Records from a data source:
+===+
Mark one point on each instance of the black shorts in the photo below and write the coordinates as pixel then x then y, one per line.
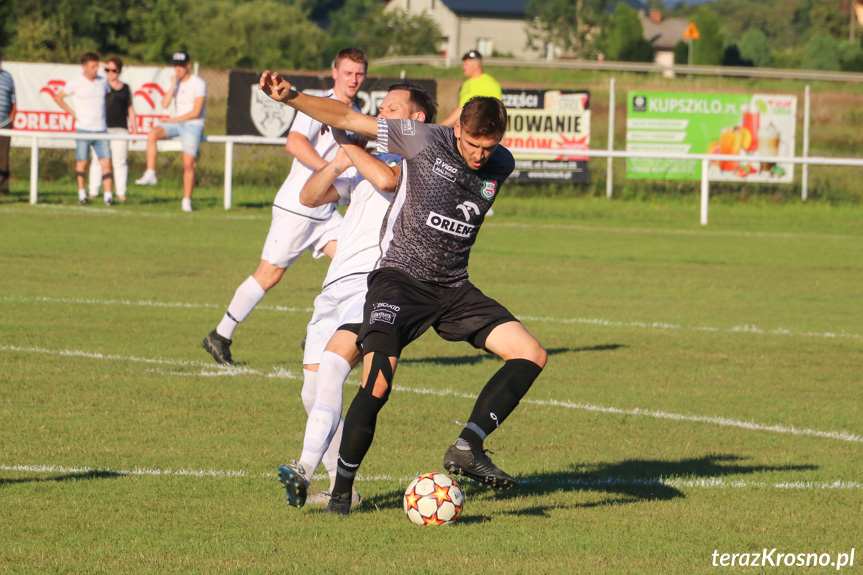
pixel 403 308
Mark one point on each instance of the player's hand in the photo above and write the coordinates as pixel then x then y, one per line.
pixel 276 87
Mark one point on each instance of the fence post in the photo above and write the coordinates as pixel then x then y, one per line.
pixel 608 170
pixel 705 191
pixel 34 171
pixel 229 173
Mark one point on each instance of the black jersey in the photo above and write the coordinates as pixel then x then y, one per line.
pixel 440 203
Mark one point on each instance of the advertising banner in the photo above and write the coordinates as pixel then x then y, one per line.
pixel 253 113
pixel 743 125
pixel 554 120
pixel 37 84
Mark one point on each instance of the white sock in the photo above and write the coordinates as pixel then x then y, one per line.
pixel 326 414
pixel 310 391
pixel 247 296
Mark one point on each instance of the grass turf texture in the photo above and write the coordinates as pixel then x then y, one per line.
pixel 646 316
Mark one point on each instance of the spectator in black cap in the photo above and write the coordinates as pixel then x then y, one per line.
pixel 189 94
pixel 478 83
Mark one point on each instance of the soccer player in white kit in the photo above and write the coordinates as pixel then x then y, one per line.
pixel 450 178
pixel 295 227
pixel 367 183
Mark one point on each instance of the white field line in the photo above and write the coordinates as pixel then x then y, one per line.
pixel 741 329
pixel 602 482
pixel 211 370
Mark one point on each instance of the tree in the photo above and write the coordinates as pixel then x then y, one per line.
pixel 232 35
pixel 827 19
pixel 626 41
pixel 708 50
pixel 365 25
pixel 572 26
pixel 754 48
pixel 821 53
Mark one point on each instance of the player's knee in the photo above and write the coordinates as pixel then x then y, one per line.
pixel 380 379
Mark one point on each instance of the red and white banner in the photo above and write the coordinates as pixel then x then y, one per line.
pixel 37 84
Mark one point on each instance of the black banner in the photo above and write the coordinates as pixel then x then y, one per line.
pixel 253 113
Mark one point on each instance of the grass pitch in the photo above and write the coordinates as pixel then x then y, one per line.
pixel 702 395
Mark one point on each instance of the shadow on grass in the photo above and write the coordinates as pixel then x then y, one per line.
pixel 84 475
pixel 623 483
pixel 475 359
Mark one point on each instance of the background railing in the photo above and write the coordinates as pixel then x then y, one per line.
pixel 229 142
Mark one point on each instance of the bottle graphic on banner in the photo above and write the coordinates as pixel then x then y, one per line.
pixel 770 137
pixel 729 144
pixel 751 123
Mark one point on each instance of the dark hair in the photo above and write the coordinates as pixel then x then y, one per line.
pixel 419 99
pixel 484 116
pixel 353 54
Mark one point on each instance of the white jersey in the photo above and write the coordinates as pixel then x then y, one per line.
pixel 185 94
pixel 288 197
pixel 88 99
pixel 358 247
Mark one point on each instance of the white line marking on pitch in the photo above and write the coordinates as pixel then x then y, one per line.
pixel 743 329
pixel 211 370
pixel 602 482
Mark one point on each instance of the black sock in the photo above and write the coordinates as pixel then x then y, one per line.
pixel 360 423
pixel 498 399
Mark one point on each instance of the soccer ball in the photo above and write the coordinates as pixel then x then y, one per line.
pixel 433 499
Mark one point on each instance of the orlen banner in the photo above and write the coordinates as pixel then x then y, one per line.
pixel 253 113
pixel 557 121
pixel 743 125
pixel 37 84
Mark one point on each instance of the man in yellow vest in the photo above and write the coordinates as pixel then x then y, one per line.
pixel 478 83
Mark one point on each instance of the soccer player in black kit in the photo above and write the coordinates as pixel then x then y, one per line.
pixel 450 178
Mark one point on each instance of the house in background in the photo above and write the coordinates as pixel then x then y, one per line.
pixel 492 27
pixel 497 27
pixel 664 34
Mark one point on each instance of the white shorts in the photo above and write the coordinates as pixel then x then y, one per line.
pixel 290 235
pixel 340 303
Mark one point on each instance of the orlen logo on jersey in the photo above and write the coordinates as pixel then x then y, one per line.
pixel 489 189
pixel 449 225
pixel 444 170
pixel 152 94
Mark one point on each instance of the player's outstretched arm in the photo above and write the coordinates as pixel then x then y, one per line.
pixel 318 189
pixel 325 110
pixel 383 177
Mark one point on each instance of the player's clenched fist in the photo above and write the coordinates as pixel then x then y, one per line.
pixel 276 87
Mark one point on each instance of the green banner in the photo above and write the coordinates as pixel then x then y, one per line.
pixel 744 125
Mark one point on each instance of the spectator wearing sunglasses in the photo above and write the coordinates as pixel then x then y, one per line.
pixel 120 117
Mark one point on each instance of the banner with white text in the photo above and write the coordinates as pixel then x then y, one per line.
+===+
Set the preceding data down again word for word, omitting images.

§ ANSWER TO THE PROBLEM
Mark one point on each instance of the black shorts in the photo below and write the coordinates as pixel then x then y, one per line.
pixel 403 308
Mark one point on each instance of the player's hand in the photo above and write the coordinates as pixel then x then y, one per line.
pixel 276 87
Mark one point on each instance of the fence post in the photo above and write the coordinates as pixel then x then y, one per line.
pixel 608 170
pixel 705 191
pixel 34 171
pixel 229 173
Mark one point on each instance of the black jersey in the photo above and write the coordinates as pixel then x then y, one per line.
pixel 440 203
Mark one point on each instance of the advertising banner in the photo above and write the coordinates as pixel then x then y, one per line.
pixel 253 113
pixel 743 125
pixel 554 120
pixel 37 84
Mark one point on each instance of the white sock in the photo above and write the coordinates as pixel then x then y, one per line.
pixel 326 414
pixel 310 391
pixel 247 296
Mark one point on each instance of the grass turf texture in the photo above and write the coordinates as pixel then x then y, one per line.
pixel 646 316
Mark one point on each instance of the spectator in black cap in the photo above and write the coordinates as pixel then x then y, one per line.
pixel 189 94
pixel 478 83
Mark one point on each instance of the soccer player in white kit in the photo above and write the coordinates as pixel then x then y, one per line.
pixel 450 178
pixel 295 227
pixel 367 183
Mark one point on each instance of the white field line in the photo above and write the coordinates as pixel then x then y, one per line.
pixel 741 329
pixel 602 482
pixel 211 370
Mark one point on each instance of the tree in the photo above and write the coordinates as pixel then x then y, one per line.
pixel 232 35
pixel 827 19
pixel 626 41
pixel 708 50
pixel 365 25
pixel 572 26
pixel 754 48
pixel 821 53
Mark one point on each instance of the player's knee in the photo above and write the coordinates as pixel then x then y, one per line.
pixel 380 379
Mark one point on each instance of the red and white banner in the photo above and write the coordinates as pixel then x then y, one per line.
pixel 37 84
Mark one point on each instance of the black banner in the photo above and write the coordinates as pixel then x then y, one per line.
pixel 253 113
Mark one point on each instance of the grass pitch in the photo above and write the coordinates as pixel then x then y, one per line.
pixel 702 395
Mark one point on each instance of the shadow on grass in the photo above and write the coordinates as pixel then x then y, one per line.
pixel 84 475
pixel 623 483
pixel 475 359
Mark one point on each instance of the background railing in the photo above and write the coordinates as pixel then x then y, one per line.
pixel 229 142
Mark one point on each instance of the bottle graphic on banner in the photo above and write the coordinates as pixel then x then y, one per line.
pixel 770 137
pixel 729 144
pixel 751 123
Mark one point on each instance of the dark hair in the photo above and write the coordinates as pixel then x then y, one per line.
pixel 419 99
pixel 484 116
pixel 353 54
Mark one point on each instance of the white jersey in the photo above and write the coordinates as pixel then x then y, one per line.
pixel 185 94
pixel 288 197
pixel 88 99
pixel 358 247
Mark one point on each instance of the white line marking on pitch in the photo above and write the coordinates as pixel then x then y, one per line.
pixel 743 329
pixel 211 370
pixel 602 482
Mark one point on each instance of the black sock in the photo above and write the coordinates as pixel then x then y, one per line.
pixel 360 423
pixel 498 399
Mark one point on each instance of the soccer ball in the photo above and write the coordinates as pixel then x then y, one per line.
pixel 433 499
Mark one point on each instance of the orlen banner in the photo above and write the coordinates as pixel then x then y, one per line.
pixel 253 113
pixel 557 121
pixel 743 125
pixel 37 84
Mark one point on each instance of the man in yellow vest in the photo above and write the coordinates as pixel then x then y, one per line.
pixel 478 83
Mark one point on each instance of the soccer player in black kit in the photo above and write the coordinates as pixel then x then y, one per line.
pixel 450 178
Mark one point on each instance of the house in background in the photo above and write the coordinates as pixel then x then y, one per line.
pixel 492 27
pixel 497 27
pixel 664 34
Mark one point on each instance of the white shorts in the photo above and write the coordinates as pixel then x then y, one per line.
pixel 290 235
pixel 340 303
Mark one point on each instance of the orlen logo on jersey in the photo above and write the coordinates as pixel then x then y, one per line.
pixel 489 189
pixel 449 225
pixel 444 170
pixel 152 94
Mark one point on each instance of the player's outstretched arm in the photo above and write the coordinates as pixel then x then y, one per line.
pixel 318 189
pixel 325 110
pixel 383 177
Mark one point on each instance of the player's clenched fist in the photo above and write the coordinates as pixel then x then y, one per line.
pixel 276 87
Mark one point on each instance of the green banner in the photo above and write the coordinates as pixel then x then y, one per line.
pixel 744 125
Mark one point on each instance of the spectator wearing sunglasses in the photo above and write the coordinates as pixel then x then y, one per line.
pixel 120 117
Mark one point on each instance of the banner with white text in the photo above and write the coordinates as pixel then x then y, one per line.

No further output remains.